:: EXERCISE INPUT ::

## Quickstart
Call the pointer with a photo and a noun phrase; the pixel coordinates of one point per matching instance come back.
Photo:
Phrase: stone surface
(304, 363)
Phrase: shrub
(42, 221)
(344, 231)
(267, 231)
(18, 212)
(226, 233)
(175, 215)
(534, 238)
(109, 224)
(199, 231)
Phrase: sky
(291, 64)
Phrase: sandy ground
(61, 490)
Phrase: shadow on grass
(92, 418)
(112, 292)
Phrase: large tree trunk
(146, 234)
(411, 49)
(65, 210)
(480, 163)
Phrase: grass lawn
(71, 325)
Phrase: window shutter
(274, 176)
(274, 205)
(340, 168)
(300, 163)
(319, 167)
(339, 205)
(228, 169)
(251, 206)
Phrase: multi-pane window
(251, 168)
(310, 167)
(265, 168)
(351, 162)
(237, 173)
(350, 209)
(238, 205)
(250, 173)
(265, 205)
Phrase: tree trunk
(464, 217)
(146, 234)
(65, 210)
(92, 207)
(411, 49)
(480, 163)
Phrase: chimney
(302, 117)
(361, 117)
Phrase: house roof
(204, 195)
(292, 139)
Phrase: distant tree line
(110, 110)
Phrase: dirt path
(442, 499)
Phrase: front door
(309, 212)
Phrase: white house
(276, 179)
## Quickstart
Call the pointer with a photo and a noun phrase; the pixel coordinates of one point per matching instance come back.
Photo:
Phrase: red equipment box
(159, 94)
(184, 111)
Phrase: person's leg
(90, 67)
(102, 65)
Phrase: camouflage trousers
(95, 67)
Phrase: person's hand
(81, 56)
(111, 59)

:::

INSTRUCTION →
List the lines from the one with "Phrase: dirt path" through the end of the rows as a numbered list, dropping any blank lines.

EXERCISE RESPONSE →
1. Phrase: dirt path
2. (442, 499)
3. Phrase: front door
4. (309, 212)
5. Phrase: white house
6. (276, 179)
7. ## Quickstart
8. Call the pointer with a photo and a noun phrase; the pixel coordinates of one point per matching instance come back.
9. Photo:
10. Phrase: red equipment box
11. (159, 94)
12. (184, 111)
13. Phrase: person's leg
14. (90, 67)
15. (102, 65)
16. Phrase: camouflage trousers
17. (95, 67)
18. Phrase: person's hand
19. (81, 56)
20. (111, 59)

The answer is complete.